Article:
Beside all these inner contrasts, the observer was particularly struck
by her sudden changes of humour, by the way in which, after a fit of
melancholy sadness, she suddenly gave way to the most exuberant gaiety,
followed by long fits of depression and nervous exhaustion. Personally,
I do not believe much in the influence of the physical over the moral
nature, but I am fully convinced of the action of the moral over
the physical nature. In certain cases and in presence of extremely
accentuated conditions, physiological explanations must be taken into
account. All these fits of melancholy and weeping, this prostration,
these high spirits and the long walks, in order to sober down, denote
the exigencies of an abnormal temperament. When once the crisis was
passed, it must not be supposed that, as with many other people, nothing
remained of it all. This was by no means the case, as in a nature so
extraordinarily organized for storing up sensations nothing was lost,
nothing evaporated, and everything increased. The still water seemed
to be slumbering. Its violence, though held in check, was increasing in
force, and when once let loose, it would carry all before it.

Data excerpt:
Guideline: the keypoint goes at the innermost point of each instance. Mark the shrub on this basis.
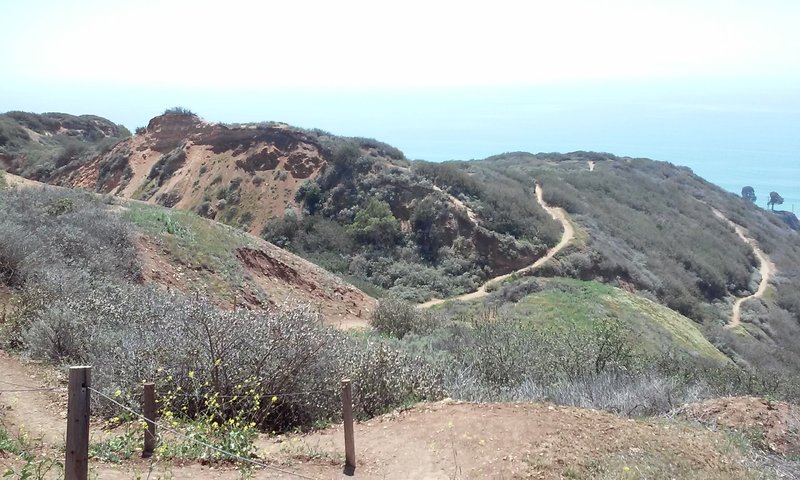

What you need to do:
**1)** Answer these questions from the passage:
(a) After a fit of melancholy sadness, what did she suddenly give way to?
(b) Of what is the speaker fully convinced?
(c) What did the still water seem to be doing?
**2)** In the passage, what does the sentence beginning "All these fits of melancholy" say denote the exigencies of an abnormal temperament? List every item.
The material is separate from the passage and has nothing to do with it.

Exercise responses:
**1)**
(a) The most exuberant gaiety.
(b) The action of the moral over the physical nature.
(c) Slumbering.

**2)**
- Fits of melancholy and weeping
- Prostration
- High spirits
- The long walks, taken in order to sober down